##### Estratto selezionato #####
Michele Del Giudice, in opposizione a quanto sostenuto fino a quel momento dall’analisi descrittiva del Duomo pubblicata da Lello[29], ipotizza che il soglio vescovile, posto di fronte a quello del re, fosse in realtà la sede originaria dell’ambone della chiesa, poi trasferito sopra la cappelletta con il fonte battesimale e infine abolito in epoca successiva. Il cosiddetto “Pavimento del Coro” al n. 17 della lamina “tutto di marmo, lavorato con maestrevole intreccio di fregi, e cordoni di Mosaico, che chiudono tavole rotonde di Porfido[30] risulta privo dell’altare centrale, commissionato solamente nel 1898 dall’Arcivescovo Domenico Gaspare Lancia di Brolo[31]. Delle otto colonne in porfido, quattro per lato, citate nella descrizione della lamina [32] al n. 19, volute a metà del XVII secolo dall’Arcivescovo Ludovico Alfonso Los Cameros, non rimane traccia essendo stata più volte modificata quella sezione della Cattedrale. Interessante, invece, è ciò che si legge a proposito dell’altare dedicato a San Girolamo, già ubicato nel transetto nord della chiesa:

“E qui è da notarsi, che in tutti i Mosaici della Chiesa, dove sono copiosi Santi latini, S. Girolamo non vi hà luogo, per la contrarietà contratta da Greci con questo Santo per la sua Versione della Bibbia dall’Ebreo, per la quale ne restò sventato il fasto Greco, col quale vantavansi, che presso loro solamente erano le Sacre Scritture[33].

L’altare era impreziosito da “una tavola di marmo (…) di assai lodevole lavoro[34] oggi esposta nella Sala del Rinascimento del Museo Diocesano[35] (Fig. 12).

12. Antonello Gagini (attr.), San Girolamo penitente, marmo, inizi XVI secolo (1508?), Monreale, Museo Diocesano.
##### Dati forniti #####
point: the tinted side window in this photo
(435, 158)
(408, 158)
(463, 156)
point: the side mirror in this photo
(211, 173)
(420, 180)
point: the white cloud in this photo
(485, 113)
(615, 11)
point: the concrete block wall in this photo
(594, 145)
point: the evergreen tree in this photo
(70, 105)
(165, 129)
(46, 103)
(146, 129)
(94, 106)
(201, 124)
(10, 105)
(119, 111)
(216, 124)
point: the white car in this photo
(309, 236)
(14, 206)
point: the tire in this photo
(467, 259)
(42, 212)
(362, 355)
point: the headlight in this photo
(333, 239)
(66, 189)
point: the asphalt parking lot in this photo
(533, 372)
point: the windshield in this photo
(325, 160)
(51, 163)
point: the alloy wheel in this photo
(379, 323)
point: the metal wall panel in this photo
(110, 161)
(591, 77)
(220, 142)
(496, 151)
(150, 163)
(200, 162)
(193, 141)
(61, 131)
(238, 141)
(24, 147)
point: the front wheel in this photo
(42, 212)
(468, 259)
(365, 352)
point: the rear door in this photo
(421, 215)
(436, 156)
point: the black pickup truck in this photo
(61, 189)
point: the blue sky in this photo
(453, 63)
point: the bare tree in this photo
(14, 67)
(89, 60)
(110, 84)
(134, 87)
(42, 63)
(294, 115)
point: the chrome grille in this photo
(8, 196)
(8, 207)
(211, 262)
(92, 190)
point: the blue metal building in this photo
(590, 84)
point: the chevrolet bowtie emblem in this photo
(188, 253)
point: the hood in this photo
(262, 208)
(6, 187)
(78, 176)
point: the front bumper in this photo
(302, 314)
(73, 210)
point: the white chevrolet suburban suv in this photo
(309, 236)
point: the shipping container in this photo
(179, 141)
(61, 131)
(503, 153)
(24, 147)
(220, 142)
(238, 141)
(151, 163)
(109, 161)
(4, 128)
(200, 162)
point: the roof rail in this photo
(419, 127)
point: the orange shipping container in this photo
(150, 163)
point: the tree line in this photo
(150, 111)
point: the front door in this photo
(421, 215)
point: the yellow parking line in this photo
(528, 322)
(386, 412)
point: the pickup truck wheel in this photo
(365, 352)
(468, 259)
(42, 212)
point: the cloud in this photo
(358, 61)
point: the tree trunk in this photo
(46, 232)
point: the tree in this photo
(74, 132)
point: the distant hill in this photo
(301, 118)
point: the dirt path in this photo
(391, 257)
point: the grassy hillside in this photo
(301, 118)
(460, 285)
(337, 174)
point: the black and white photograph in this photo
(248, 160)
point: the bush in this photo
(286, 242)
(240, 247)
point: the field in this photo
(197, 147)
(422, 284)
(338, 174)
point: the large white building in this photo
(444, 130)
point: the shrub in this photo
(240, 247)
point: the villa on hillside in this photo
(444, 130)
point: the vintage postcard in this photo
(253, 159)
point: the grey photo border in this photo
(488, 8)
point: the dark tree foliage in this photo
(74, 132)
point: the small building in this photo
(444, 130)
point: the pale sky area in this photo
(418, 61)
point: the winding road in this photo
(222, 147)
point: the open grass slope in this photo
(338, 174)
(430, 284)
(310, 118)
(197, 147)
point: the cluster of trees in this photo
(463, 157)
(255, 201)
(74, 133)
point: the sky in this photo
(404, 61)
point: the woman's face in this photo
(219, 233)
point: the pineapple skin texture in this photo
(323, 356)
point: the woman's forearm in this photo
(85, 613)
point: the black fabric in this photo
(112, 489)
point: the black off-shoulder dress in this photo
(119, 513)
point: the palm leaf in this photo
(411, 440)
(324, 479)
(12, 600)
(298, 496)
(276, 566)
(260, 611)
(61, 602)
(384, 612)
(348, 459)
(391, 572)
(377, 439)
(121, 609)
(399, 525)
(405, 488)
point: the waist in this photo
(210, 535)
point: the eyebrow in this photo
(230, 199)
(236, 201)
#####
Riscrivi la parte dell’estratto sul Duomo che comincia con "L’altare era impreziosito" e prosegue fino a "Diocesano[35] (Fig. 12).", sostituendo "tavola di marmo" con "lastra di marmo".

L’altare era impreziosito da “una lastra di marmo (…) di assai lodevole lavoro[34] oggi esposta nella Sala del Rinascimento del Museo Diocesano[35] (Fig. 12).